Still not following? What if we put the labels back in?
features = [ [100, thin], [110, thin], [140, thick], [150, thick] ]
labels = [ apple, apple, orange, orange ]
In our first array, we have our features. Think of them as the clues to the question “what am I”.
In our second array, we have our labels. Think of them as the answers to the same question.
Now, let’s train our classifier using our sample data. This is teaching the classifier how to make predictions by feeding it the questions and answers together.
decisionMaker = tree.DecisionTreeClassifier()
decisionMaker = decisionMaker.fit(features, labels)
This creates a variable called decisionMaker (you can call it whatever you like, however descriptive variables help while you're getting the hang of it), which is a DecisionTreeClassifier. We then tell it that we have the features and labels (questions and answers) to learn from.
You can run this script if you like, and check it for errors. Congratulations, you've successfully trained your first machine learning classifier!
Now that our code is training our classifier using our example data, we can ask it to make a prediction on a new fruit we have, within the scope of data it’s aware of. We do this with the "predict" method.
We’ll ask it what it thinks a 135g piece of fruit, with a thick skin is.
As you can see, it gives us a [2], which is an orange! Sure, we only got a single number, but that's a true machine learning outcome!
There was no data that told our model that oranges might weigh 135g, or that oranges always have thick skins. The data is what wrote the rulebook for classification, and that is machine learning!
SAME DATA, DIFFERENT OUTCOMES
We parsed some data that was quite clearly an Orange in the previous example. So what if we parse data that’s a little less obvious?
print(decisionMaker.predict([[130,2]]);
Here, we’ve given it an object that has a weight of 130g, which is precisely the average weight of our four previous fruits. Run the script 10 different times, and you may get a different result each time!
The two different results were given using precisely the same code snippet shown. No changes were made at all.

To do: Copy the fruit classifier text between "SAME DATA, DIFFERENT" and "made at all.", inclusive, swapping "precisely" for "exactly" throughout.

Supplied records:
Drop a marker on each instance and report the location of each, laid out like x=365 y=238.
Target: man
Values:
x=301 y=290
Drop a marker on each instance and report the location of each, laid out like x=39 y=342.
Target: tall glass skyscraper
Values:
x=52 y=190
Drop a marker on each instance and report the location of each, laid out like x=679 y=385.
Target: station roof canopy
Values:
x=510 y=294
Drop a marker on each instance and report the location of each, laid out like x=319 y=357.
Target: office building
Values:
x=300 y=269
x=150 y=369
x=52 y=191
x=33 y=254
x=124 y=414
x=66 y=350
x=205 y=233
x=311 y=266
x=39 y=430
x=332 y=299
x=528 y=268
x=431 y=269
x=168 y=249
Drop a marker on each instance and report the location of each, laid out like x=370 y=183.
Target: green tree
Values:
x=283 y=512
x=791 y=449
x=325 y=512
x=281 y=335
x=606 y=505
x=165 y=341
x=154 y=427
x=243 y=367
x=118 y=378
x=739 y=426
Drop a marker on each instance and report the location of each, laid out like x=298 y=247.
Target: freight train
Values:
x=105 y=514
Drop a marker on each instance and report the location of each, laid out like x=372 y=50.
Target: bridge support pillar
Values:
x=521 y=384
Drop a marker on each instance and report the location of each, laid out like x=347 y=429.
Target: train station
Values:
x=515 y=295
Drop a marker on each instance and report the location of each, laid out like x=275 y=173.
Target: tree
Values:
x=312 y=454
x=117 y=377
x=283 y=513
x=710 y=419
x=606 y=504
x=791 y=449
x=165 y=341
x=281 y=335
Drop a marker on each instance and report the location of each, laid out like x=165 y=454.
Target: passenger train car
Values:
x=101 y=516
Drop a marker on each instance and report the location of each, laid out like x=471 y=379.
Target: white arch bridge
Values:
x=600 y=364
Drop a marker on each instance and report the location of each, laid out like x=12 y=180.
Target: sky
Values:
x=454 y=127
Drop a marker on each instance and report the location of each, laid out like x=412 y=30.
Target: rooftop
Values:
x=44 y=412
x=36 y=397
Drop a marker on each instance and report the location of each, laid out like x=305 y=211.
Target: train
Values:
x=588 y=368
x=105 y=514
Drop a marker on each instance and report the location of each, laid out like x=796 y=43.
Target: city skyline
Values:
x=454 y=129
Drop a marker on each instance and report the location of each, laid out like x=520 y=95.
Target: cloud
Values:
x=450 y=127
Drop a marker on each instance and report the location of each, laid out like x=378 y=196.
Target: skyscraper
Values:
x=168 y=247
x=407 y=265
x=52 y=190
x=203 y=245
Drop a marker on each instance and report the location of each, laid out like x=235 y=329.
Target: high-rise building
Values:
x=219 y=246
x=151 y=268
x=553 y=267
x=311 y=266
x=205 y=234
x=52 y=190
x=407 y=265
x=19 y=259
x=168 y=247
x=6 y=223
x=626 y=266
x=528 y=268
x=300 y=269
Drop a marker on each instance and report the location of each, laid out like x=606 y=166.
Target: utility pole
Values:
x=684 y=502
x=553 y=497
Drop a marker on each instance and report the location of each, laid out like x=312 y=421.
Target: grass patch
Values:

Your response:
SAME DATA, DIFFERENT OUTCOMES
We parsed some data that was quite clearly an Orange in the previous example. So what if we parse data that’s a little less obvious?
print(decisionMaker.predict([[130,2]]);
Here, we’ve given it an object that has a weight of 130g, which is exactly the average weight of our four previous fruits. Run the script 10 different times, and you may get a different result each time!
The two different results were given using exactly the same code snippet shown. No changes were made at all.